Supplied passage:
== == ==
High School Student Performance Estimation

Report

Introduction

The principal objective of our project is to comprehensively analyze and forecast student performances within high schools. Our aim is to investigate the intricate interconnections between students’ academic grades, their inclination toward pursuing higher education, and various pertinent variables present within the dataset. Additionally, our project seeks to develop predictive models leveraging machine learning techniques to anticipate students’ grades based on the variables within the dataset. Ultimately, our overarching ambition is to extract valuable estimations and profound insights from the dataset, illuminating the factors influencing student performance and facilitating a deeper understanding of educational outcomes.

Main Conclusion

After constructing models including a null model, random forest, support vector machine, and lasso regression to predict student scores, the root mean square error respectively are 3.09, 1.99, 2.07, and 1.43. Base on these findings, we choose our lasso regression model to make our score predict function. From this model, we identified strong predictors for predicting students’ grades. The top five most important features are no extra educational support, have family educational support, mother education, do not pay for extra classes, and have past class failures. These are the essential predictors for our lasso model to make predictions on students’ grades.

Justification of approach

The first section delves into an exploration of factors that potentially impact the final grade and the willingness toward higher education. In this phase, various elements contributing to these two factors are analyzed using ggplot to create informative plots.

Moving to the second part, our research utilizes null, linear regression, random forest regression, and lasso models to predict the final grade based on the identified factors. This predictive modeling aims to provide insights into forecasting student performance.
== == ==
Material provided:
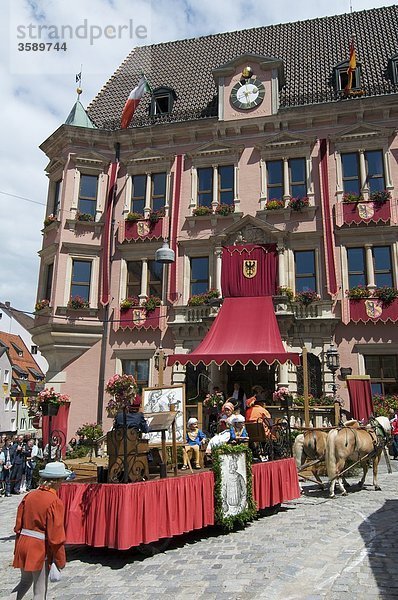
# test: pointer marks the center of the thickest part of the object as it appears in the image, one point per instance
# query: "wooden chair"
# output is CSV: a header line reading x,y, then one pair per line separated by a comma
x,y
137,456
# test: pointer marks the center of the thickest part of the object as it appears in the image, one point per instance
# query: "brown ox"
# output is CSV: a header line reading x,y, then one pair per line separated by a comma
x,y
309,447
357,444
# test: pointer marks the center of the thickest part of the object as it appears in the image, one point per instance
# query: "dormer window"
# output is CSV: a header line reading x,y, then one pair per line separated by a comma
x,y
162,101
341,76
393,68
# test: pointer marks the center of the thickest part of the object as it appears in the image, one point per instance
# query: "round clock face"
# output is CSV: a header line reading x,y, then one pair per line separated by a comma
x,y
247,93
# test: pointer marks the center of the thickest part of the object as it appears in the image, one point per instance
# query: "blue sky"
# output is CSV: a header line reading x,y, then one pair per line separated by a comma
x,y
38,89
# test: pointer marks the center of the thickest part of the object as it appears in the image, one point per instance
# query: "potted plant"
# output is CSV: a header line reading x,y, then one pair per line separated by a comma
x,y
128,303
352,197
283,290
201,211
123,389
386,294
225,209
133,217
46,403
77,302
42,304
275,204
357,293
86,217
90,432
298,203
48,220
151,303
380,197
306,297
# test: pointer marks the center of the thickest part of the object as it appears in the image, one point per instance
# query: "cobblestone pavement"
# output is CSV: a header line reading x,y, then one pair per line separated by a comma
x,y
313,548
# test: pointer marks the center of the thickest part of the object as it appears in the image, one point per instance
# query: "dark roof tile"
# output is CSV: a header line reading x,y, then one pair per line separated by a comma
x,y
309,49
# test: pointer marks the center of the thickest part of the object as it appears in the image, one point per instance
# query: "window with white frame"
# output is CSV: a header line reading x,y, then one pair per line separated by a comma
x,y
286,178
148,191
81,279
88,189
377,272
56,197
199,275
209,179
383,371
144,278
139,369
305,271
357,174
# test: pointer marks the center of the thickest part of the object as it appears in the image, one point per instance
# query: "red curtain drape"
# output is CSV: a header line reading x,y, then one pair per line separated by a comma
x,y
233,281
361,404
125,515
59,423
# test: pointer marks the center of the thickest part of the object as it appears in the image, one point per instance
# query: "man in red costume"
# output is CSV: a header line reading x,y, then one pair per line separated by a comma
x,y
40,532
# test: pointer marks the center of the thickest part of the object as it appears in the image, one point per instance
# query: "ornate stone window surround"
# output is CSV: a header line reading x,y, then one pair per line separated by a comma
x,y
286,150
360,142
214,156
145,164
94,280
94,167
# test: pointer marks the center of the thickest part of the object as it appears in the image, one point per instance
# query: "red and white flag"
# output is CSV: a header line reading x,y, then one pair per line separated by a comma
x,y
133,101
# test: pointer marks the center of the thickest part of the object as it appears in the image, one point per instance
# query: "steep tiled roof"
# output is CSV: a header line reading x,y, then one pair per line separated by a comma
x,y
24,362
309,49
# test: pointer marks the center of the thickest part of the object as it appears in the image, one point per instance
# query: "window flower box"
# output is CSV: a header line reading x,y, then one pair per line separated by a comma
x,y
139,317
142,229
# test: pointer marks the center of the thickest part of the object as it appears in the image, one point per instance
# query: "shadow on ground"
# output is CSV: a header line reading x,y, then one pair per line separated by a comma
x,y
379,533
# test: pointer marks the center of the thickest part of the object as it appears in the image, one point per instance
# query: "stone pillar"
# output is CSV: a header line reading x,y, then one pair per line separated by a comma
x,y
281,265
286,181
369,267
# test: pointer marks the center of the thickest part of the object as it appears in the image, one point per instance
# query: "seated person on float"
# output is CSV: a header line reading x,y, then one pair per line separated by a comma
x,y
195,440
134,418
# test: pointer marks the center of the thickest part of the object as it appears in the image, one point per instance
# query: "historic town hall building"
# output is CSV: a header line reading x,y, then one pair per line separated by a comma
x,y
275,183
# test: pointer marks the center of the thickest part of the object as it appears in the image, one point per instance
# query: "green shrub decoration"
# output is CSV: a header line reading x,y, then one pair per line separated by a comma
x,y
251,510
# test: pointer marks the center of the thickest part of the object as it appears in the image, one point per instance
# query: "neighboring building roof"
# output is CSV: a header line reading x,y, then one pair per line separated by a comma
x,y
23,363
24,320
78,117
309,49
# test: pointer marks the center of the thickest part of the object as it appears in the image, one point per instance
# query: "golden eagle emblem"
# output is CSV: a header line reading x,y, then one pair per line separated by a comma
x,y
249,268
373,308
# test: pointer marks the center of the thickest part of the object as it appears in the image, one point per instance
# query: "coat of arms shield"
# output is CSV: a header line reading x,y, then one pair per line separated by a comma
x,y
249,268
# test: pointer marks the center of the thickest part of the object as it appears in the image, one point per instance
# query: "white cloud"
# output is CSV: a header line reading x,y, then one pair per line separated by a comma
x,y
38,91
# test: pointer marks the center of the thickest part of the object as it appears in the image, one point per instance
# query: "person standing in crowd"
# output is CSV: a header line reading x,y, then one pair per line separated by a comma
x,y
195,440
18,465
40,533
29,465
239,397
6,456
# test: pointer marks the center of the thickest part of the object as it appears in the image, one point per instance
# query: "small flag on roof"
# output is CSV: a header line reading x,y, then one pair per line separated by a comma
x,y
133,101
352,65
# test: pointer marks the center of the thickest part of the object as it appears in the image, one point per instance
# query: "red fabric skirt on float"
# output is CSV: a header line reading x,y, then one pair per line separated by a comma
x,y
125,515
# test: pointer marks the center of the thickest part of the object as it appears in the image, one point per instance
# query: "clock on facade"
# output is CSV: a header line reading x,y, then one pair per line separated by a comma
x,y
247,93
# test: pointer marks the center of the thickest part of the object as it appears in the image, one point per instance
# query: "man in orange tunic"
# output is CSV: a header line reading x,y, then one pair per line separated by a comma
x,y
40,533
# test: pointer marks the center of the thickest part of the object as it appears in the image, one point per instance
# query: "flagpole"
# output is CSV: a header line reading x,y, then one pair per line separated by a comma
x,y
105,336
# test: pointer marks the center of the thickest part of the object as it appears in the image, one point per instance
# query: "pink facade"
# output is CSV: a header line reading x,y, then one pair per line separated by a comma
x,y
247,141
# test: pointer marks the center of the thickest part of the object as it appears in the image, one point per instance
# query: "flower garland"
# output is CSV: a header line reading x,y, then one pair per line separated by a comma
x,y
250,511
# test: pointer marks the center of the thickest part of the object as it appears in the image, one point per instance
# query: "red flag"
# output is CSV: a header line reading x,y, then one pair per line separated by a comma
x,y
133,101
112,174
352,65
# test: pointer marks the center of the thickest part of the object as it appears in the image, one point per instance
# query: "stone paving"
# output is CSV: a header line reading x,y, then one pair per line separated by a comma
x,y
313,548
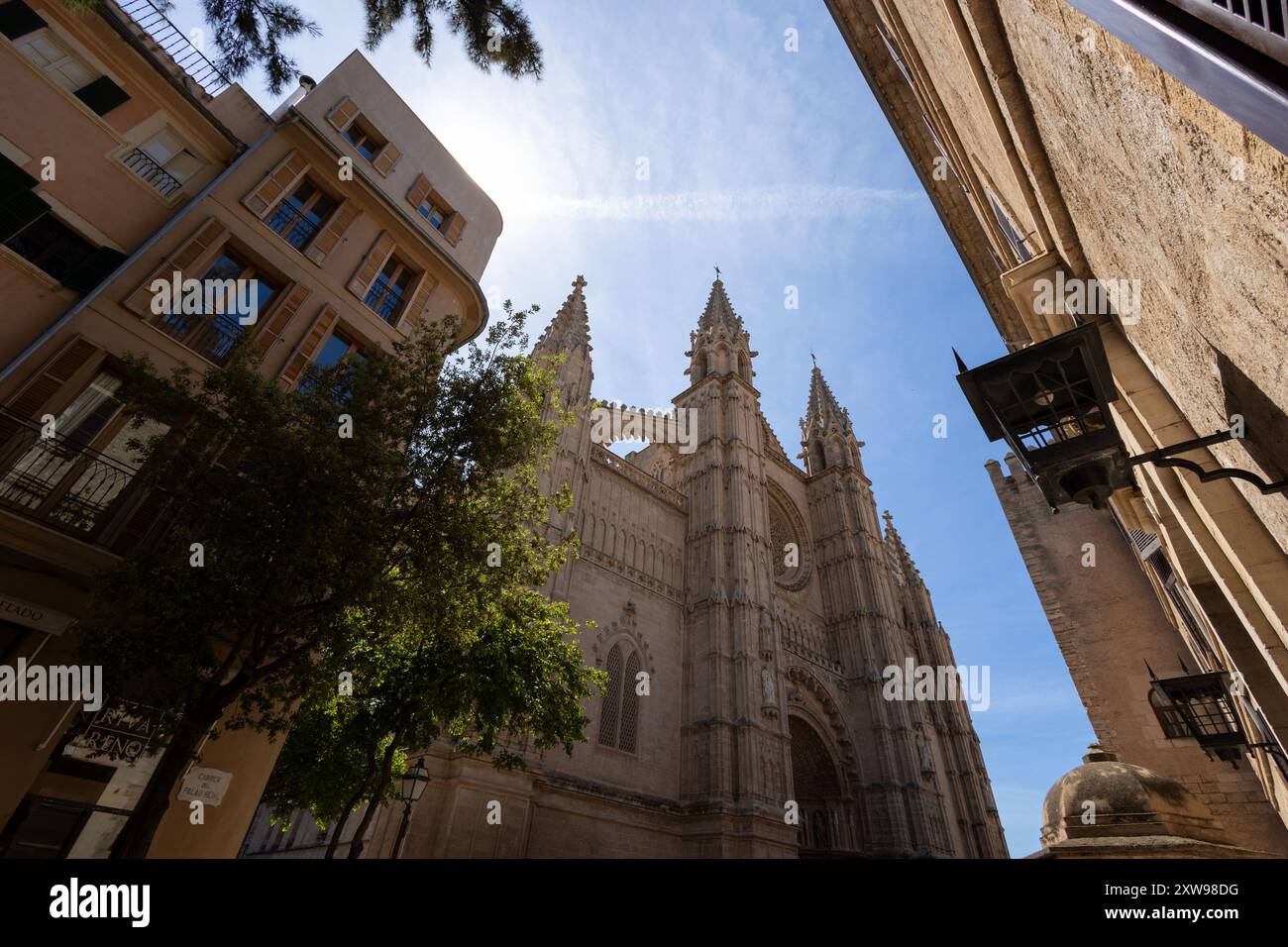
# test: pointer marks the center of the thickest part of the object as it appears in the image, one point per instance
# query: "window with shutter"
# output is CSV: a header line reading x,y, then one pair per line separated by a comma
x,y
235,289
51,245
165,161
102,95
364,138
191,256
300,214
60,64
304,352
18,20
389,291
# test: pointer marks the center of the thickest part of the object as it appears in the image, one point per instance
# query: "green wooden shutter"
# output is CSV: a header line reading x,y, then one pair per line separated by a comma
x,y
102,95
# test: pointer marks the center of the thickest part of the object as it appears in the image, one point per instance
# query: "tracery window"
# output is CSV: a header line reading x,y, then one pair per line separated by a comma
x,y
618,718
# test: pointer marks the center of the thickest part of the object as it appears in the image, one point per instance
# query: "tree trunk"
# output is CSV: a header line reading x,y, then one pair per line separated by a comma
x,y
381,780
348,810
141,828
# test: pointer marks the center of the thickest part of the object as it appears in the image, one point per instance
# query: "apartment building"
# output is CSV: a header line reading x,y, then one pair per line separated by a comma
x,y
1132,146
128,158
== == ==
Problem 1: List the top five most important features that the Main Conclusion section of the student performance report names for the lasso regression model.
Problem 2: In the student performance report, copy word for word the passage starting at "Introduction" and ending at "of educational outcomes.".
Problem 3: Extend the student performance report past its final sentence with a further passage written in the same style.

Response 1:
- No extra educational support
- Have family educational support
- Mother education
- Do not pay for extra classes
- Have past class failures

Response 2:
Introduction

The principal objective of our project is to comprehensively analyze and forecast student performances within high schools. Our aim is to investigate the intricate interconnections between students’ academic grades, their inclination toward pursuing higher education, and various pertinent variables present within the dataset. Additionally, our project seeks to develop predictive models leveraging machine learning techniques to anticipate students’ grades based on the variables within the dataset. Ultimately, our overarching ambition is to extract valuable estimations and profound insights from the dataset, illuminating the factors influencing student performance and facilitating a deeper understanding of educational outcomes.

Response 3:
As for the intended audience, we believe the students and parents can all be benifitted from our research. Students and parents always want to know how their academic performace would be before a class start. Based on our project, they can input their information into our lasso model, and the model would predict their future grade. By understanding the factors affecting grades, parents can support their children better academically, while students may gain insights into areas of focus for improving their academic performance.

Data description

This project utilizes datasets obtained from the UC Irvine machine learning repository, containing information about student achievements in secondary education from two Portuguese schools, covering the subjects of Math and Portuguese.

For data cleaning, we merge the data set of Math students and the data set of Portuguese students, arrange the data by descending order of their final grades, and rename all the variables to names with clearer description under snake case format. More information in appendix.

  • What are the observations (rows) and the attributes (columns)?

    The observations (rows) are instances or individual entries in the student dataset, representing specific cases or data points. The attributes (columns) refer to the various characteristics, features, or variables associated with the students. These columns encompass diverse information such as grades, travel time, and other student-related details. Each column holds specific information about the students being observed in the dataset.

  • Why was this dataset created?

    This Student Performance dataset was created by Paulo Cortez for studying student achievement in two Portuguese secondary schools. This data collection aimed to examine student grades, demographics, social factors, and school-related features. This attribute selection aligns with research goals.

    We use skimr::skim() function to generate summary statistics and an overview of the dataset. The basic characteristics of the dataset, including the number of missing values, mean, standard deviation, swiftly grasp the structure, distribution, and potential issues within the data, providing a foundation for further data exploration and analysis.

  • Who funded the creation of the dataset?

    UC Irvine University.

    Data source: https://archive.ics.uci.edu/dataset/320/student+performance

  • What processes might have influenced what data was observed and recorded and what was not?

    The data observed and recorded in this dataset were influenced by several factors:

    Research Objectives: The data collection aligned with the research goal of studying student achievement in secondary education, leading to the inclusion of relevant data like student grades, demographics, social factors, and school-related features.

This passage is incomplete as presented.